Texte fourni:
########

Un nouveau cas d'euthanasie présumée pourrait relancer le débat

BOREDEAUX/PARIS (Reuters) - Les probables poursuites judiciaires contre un médecin de Bayonne (Pyrénées-Atlantiques) accusé d'avoir aidé à mourir quatre patientes en fin de vie pourraient relancer en France le vieux débat sur l'euthanasie.
Le parquet devait annoncer en début d'après-midi les suites qu'il va donner à l'affaire déclenchée par une dénonciation de la direction du Centre hospitalier de la Côte basque, elle-même saisie par des personnels soignants.
En garde à vue depuis jeudi, il est soupçonné d'avoir provoqué la mort ces cinq derniers mois, par des moyens encore non précisés, de quatre personnes âgées entrées aux urgences et devant être accueillies dans un service de soins palliatifs. La dernière, une femme de 92 ans, est morte le 3 août.
La porte-parole du gouvernement Valérie Pécresse a souligné sur RMC qu'à ses yeux, le pays était confronté à une mauvaise application d'une loi de 2005 sur l'euthanasie dite "passive", qui permet dans certains cas l'arrêt des traitements et même l'administration de médicaments anti-douleur à des doses susceptibles d'être mortelles.
"La loi n'est pas toujours forcément bien appliquée à l'hôpital. Cette loi, elle permet de laisser mourir. Elle est appliquée, mais de manière diverse selon les hôpitaux, et parfois avec des difficultés ou des rigidités plus grandes dans certains établissements", a-t-elle déclaré.

########

Lignes de données:
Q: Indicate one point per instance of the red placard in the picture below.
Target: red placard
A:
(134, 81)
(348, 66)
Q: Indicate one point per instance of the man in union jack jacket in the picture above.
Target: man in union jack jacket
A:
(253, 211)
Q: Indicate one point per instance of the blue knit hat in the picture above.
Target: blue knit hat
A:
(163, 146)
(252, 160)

########

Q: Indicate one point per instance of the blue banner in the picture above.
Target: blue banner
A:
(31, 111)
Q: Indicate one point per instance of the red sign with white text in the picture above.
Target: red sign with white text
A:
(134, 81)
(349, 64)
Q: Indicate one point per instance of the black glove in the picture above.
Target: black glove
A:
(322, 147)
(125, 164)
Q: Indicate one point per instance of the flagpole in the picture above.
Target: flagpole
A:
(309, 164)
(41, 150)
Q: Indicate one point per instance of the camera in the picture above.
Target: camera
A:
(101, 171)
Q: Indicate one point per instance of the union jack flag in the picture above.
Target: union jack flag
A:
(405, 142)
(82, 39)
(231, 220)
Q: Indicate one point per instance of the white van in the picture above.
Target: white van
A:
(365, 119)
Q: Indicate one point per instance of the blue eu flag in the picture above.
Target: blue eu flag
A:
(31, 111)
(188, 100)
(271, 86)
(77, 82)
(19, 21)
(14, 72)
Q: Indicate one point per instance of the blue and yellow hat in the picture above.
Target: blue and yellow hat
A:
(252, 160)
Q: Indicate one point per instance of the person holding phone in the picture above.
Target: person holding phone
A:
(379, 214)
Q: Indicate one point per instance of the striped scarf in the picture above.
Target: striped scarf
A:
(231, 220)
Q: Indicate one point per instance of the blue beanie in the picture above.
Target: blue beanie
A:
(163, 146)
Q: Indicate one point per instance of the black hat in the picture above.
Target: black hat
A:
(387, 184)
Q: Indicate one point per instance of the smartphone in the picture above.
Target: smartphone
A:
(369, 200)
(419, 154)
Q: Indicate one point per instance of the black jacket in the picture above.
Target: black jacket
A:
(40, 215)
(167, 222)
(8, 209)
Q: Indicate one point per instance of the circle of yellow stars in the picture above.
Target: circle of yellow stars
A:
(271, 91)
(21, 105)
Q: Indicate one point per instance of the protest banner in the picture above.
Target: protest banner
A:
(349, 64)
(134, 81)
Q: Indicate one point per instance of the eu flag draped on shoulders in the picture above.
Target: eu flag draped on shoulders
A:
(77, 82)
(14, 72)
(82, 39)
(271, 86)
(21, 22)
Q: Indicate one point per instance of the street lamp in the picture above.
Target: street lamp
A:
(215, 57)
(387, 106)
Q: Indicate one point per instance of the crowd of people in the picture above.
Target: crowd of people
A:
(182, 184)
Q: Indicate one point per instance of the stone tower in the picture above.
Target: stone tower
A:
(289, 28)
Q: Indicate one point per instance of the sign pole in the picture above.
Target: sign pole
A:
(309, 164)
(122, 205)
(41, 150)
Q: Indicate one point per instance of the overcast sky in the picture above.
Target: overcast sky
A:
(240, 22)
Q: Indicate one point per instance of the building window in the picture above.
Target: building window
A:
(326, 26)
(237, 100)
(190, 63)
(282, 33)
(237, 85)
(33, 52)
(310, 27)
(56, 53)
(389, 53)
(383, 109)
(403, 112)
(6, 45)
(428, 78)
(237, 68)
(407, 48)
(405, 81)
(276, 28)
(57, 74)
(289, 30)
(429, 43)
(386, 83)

########

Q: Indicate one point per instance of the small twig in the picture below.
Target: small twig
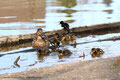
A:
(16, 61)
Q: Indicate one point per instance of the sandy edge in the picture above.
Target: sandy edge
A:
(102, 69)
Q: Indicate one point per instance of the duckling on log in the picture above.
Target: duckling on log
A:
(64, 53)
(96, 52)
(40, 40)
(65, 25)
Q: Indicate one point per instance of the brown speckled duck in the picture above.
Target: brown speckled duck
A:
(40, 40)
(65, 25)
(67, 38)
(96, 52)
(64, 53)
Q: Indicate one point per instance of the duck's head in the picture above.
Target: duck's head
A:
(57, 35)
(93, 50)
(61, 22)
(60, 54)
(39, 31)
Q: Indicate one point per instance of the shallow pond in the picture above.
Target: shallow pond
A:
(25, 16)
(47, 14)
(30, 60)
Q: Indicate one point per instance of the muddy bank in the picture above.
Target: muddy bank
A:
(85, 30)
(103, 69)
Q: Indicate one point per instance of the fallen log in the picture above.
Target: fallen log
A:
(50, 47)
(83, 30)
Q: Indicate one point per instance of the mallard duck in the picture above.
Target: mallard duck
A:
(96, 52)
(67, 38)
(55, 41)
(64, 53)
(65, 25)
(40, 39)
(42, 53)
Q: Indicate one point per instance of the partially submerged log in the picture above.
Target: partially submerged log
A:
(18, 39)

########

Travail à réaliser:
1. Relevez tous les organismes désignés par un nom propre dans l'article sur l'euthanasie.
2. Poursuivez l'article sur l'euthanasie en reprenant après sa dernière phrase.

Réponses par numéro:
1.
- Reuters
- Centre hospitalier de la Côte basque
- RMC

2.
"Il faut appliquer cette loi et développer les soins palliatifs", a-t-elle ajouté.
De nombreuses personnalités du monde médical soutiennent cependant que cette loi n'est pas suffisante car elle n'a pas couvert l'aide à mourir ou euthanasie "active", l'administration de substances destinées à provoquer directement la mort, dans le cas où l'arrêt des traitements n'interrompt pas l'agonie.
Lors du dernier procès aux assises de la Dordogne en 2007, Laurence Tramois, médecin reconnu coupable d'une telle action par injection de chlorure de potassium à une malade en phase terminale a été condamnée à un an de prison avec sursis, sans inscription au casier, la peine minimale qui permet de continuer d'exercer. Une infirmière avait été acquittée.
Lors de ce procès, de nombreux témoins du monde médical avaient déclaré que cette pratique était courante dans les hôpitaux, des recettes de "cocktails lytiques" de médicaments - des mélanges ayant pour effet de provoquer la mort - étant connues dans cet univers.
Ce procès avait été précédé par un appel public de 2.134 soignants demandant une réforme légalisant l'aide à mourir active. Ils soulignaient qu'en France, fait plutôt spécifique en Europe, 75% des décès survenaient à l'hôpital.
L'infirmière Chantal Chanel, acquittée au procès, expliquait alors à la cour d'assises : "on a beaucoup de personnes très âgées en fin de vie, des personnes démentes atteintes de polypathologies, des corps très dégradés. On vit des situations horribles, épouvantables, où les familles peuvent même plus entrer dans les chambres".
Deux pays européens, la Belgique et les Pays-Bas, ont légalisé l'euthanasie active, uniquement dans les cas extrêmes. En 2007, Ségolène Royal était pour une réforme, mais pas Nicolas Sarkozy, et le dossier n'a pas été rouvert.